*Goal of the exercise*. The answer must consist of the listing, reproduced exactly.

*Listed entries*.

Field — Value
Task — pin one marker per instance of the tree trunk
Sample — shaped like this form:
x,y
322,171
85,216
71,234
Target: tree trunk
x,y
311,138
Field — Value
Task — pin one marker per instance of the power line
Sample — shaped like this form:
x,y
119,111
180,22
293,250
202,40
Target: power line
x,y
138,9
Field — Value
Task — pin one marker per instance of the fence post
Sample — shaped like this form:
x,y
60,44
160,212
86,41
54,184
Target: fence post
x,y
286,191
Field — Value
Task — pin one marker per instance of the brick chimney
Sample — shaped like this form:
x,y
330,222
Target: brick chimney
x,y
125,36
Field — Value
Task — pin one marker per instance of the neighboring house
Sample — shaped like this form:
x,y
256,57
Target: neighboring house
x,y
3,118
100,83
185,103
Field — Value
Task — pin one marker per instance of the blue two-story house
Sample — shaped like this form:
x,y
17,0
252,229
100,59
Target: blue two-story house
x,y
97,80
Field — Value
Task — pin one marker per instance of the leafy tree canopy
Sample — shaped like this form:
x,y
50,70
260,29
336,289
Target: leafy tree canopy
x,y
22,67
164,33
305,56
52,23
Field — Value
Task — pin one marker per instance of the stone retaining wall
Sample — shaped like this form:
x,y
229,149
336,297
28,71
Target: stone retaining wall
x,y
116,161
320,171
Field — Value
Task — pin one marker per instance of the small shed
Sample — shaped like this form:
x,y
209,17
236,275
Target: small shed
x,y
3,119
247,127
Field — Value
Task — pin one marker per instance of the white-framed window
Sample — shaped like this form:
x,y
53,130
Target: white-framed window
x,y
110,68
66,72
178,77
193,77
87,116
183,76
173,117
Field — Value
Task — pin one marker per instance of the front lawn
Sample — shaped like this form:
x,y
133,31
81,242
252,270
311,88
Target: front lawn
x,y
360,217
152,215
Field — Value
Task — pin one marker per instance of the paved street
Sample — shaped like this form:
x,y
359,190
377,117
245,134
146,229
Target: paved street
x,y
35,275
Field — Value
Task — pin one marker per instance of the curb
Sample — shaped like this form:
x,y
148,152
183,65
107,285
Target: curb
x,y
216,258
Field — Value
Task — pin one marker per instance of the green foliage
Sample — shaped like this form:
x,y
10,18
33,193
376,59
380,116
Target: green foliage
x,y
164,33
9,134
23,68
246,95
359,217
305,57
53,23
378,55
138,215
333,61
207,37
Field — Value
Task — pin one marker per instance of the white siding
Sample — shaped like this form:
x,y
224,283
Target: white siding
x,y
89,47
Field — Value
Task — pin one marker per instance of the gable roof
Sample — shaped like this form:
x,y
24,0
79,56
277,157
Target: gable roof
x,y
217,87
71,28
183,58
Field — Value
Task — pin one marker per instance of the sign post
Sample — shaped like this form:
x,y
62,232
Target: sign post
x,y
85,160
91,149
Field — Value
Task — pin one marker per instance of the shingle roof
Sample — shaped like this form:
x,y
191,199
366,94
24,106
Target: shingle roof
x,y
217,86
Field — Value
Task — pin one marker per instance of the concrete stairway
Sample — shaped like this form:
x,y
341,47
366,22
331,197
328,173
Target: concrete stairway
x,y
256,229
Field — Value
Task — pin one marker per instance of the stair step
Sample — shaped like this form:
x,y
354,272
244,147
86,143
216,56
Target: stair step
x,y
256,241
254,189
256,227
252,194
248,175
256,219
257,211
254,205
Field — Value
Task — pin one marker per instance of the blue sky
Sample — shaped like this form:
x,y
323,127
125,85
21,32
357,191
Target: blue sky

*Answer box*.
Field — Value
Task — pin one marker per instance of the tree trunk
Sample — shaped like this form:
x,y
322,171
85,216
71,234
Target: tree trunk
x,y
311,138
Field — Value
Task — pin one marker per instance of the power line
Sample — shaped like this form:
x,y
119,111
180,22
293,250
202,40
Target: power line
x,y
138,9
Field — Value
Task — pin one marker per instance of the fence post
Sample — shaped like this form:
x,y
60,44
160,212
86,41
54,184
Target: fence post
x,y
286,191
Field — Value
Task — pin one marker per instance of the brick chimney
Sample — shaped like this form:
x,y
330,222
Target: brick chimney
x,y
125,36
Field — Value
Task — pin one marker per instance of the neighboring house
Sample — shaped like this form:
x,y
256,57
Target: neighboring house
x,y
3,118
100,83
185,103
Field — Value
Task — pin one marker per instance of the blue two-story house
Sample — shaped like this form:
x,y
17,0
252,229
100,59
Target: blue two-story house
x,y
97,80
Field — Value
Task — pin one marker per instance of the leafy tree canopy
Sample — shaped like this form:
x,y
50,70
260,29
336,289
Target: leafy tree canopy
x,y
22,67
164,33
305,56
52,23
Field — Value
Task — pin one marker per instance of the stone retaining wall
Sample — shaped like this form:
x,y
229,149
336,297
28,71
Target: stone retaining wall
x,y
116,161
320,171
Field — Value
Task — pin one marker per instance of the small shed
Sample — shaped like this form:
x,y
209,17
236,275
Target: small shed
x,y
3,119
247,127
Field — Value
Task — pin one marker per instance of the white-framed window
Sample — shaped like this form:
x,y
53,130
Target: white-framed window
x,y
110,68
66,72
178,77
193,77
87,116
183,76
173,117
Field — Value
Task — pin one marker per instance of the front lawn
Sample — shaped like this form:
x,y
133,31
81,242
252,270
311,88
Target: front lawn
x,y
360,217
152,215
Field — Value
Task — pin one marker per instance of the paved street
Sample — shaped like this form:
x,y
359,190
377,117
245,134
146,229
Target: paved street
x,y
35,275
Field — Value
Task — pin one marker per instance of the curb
Sample — shaped like this form:
x,y
148,152
183,65
107,285
Target: curb
x,y
216,258
Field — Value
Task — pin one marker per instance of the green foliage
Sample — shaped like this form:
x,y
10,18
33,193
376,59
380,116
Target: green foliage
x,y
164,33
9,134
23,68
246,95
359,217
305,57
53,23
378,55
138,215
333,61
207,37
Field — Value
Task — pin one marker per instance of the white siding
Sample — shaped like this form:
x,y
224,283
Target: white siding
x,y
89,47
Field — Value
Task — pin one marker per instance of the gable roof
Sample — shaped like this form:
x,y
24,0
79,56
277,157
Target: gable roof
x,y
217,87
71,28
183,58
Field — Value
Task — pin one marker per instance of the sign post
Sample — shaped like this form:
x,y
62,232
Target: sign post
x,y
85,160
91,149
Field — Value
Task — pin one marker per instance of the shingle roof
Sample — shaped like this form:
x,y
191,199
366,94
24,106
Target: shingle roof
x,y
217,86
Field — Value
Task — pin one marker per instance of the concrete stairway
Sample — shaped like this form:
x,y
341,47
366,22
331,197
328,173
Target: concrete stairway
x,y
256,229
Field — Value
Task — pin one marker per instance of the stair step
Sample — shaped like this form:
x,y
354,272
244,147
86,143
216,56
Target: stair step
x,y
256,241
254,189
256,227
252,194
248,175
256,219
257,211
254,205
Field — Value
Task — pin one marker per instance of the blue sky
Sample — shaped like this form:
x,y
323,127
125,85
21,32
357,191
Target: blue sky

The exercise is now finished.